> _Passage to read_:
Competitive equilibrium, the central equilibrium notion in markets with indivisible goods, is based on pricing each good such that the demand for goods equals their supply and the market clears. This equilibrium notion is not guaranteed to exist beyond the narrow case of substitute goods, might result in zero revenue even when consumers value the goods highly, and overlooks the widespread practice of pricing bundles rather than individual goods. Alternative equilibrium notions proposed to address these shortcomings have either made a strong assumption on the ability to withhold supply in equilibrium, or have allowed an exponential number of prices.

In this paper we study the notion of competitive bundling equilibrium – a competitive equilibrium over the market induced by partitioning the goods into bundles. Such an equilibrium is guaranteed to exist, is succinct, and satisfies the fundamental economic condition of market clearance. We establish positive welfare and revenue guarantees for this solution concept: For welfare we show that in markets with homogeneous goods, there always exists a competitive bundling equilibrium that achieves a logarithmic fraction of the optimal welfare. We also extend this result to establish nontrivial welfare guarantees for markets with heterogeneous goods. For revenue we show that in a natural class of markets for which competitive equilibrium does not guarantee positive revenue, there always exists a competitive bundling equilibrium that extracts as revenue a logarithmic fraction of the optimal welfare. Both results are tight.

> _Recorded data_:

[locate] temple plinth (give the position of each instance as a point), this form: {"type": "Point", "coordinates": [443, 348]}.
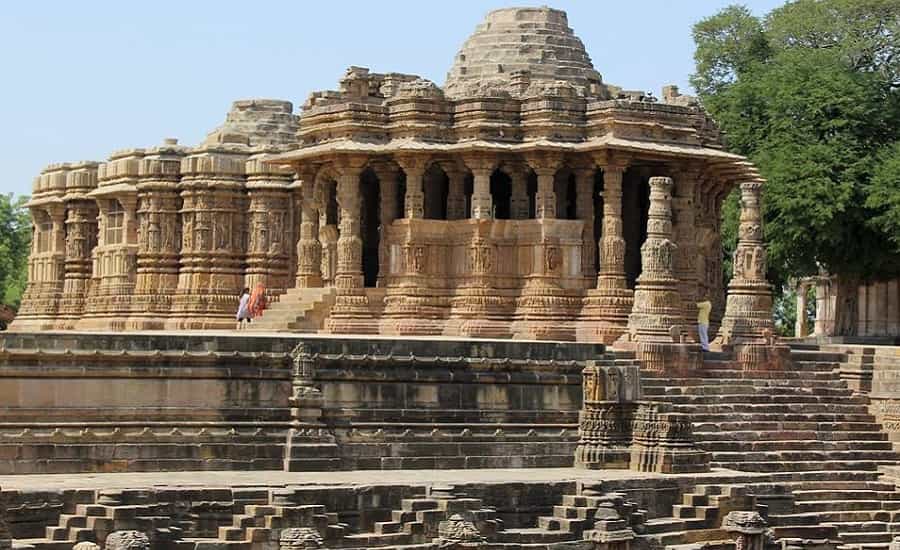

> _Your task_: From the abstract on competitive bundling equilibrium, extract the passage starting with "Competitive equilibrium, the" and going on through "number of prices.".

> _Finished exercise_:
Competitive equilibrium, the central equilibrium notion in markets with indivisible goods, is based on pricing each good such that the demand for goods equals their supply and the market clears. This equilibrium notion is not guaranteed to exist beyond the narrow case of substitute goods, might result in zero revenue even when consumers value the goods highly, and overlooks the widespread practice of pricing bundles rather than individual goods. Alternative equilibrium notions proposed to address these shortcomings have either made a strong assumption on the ability to withhold supply in equilibrium, or have allowed an exponential number of prices.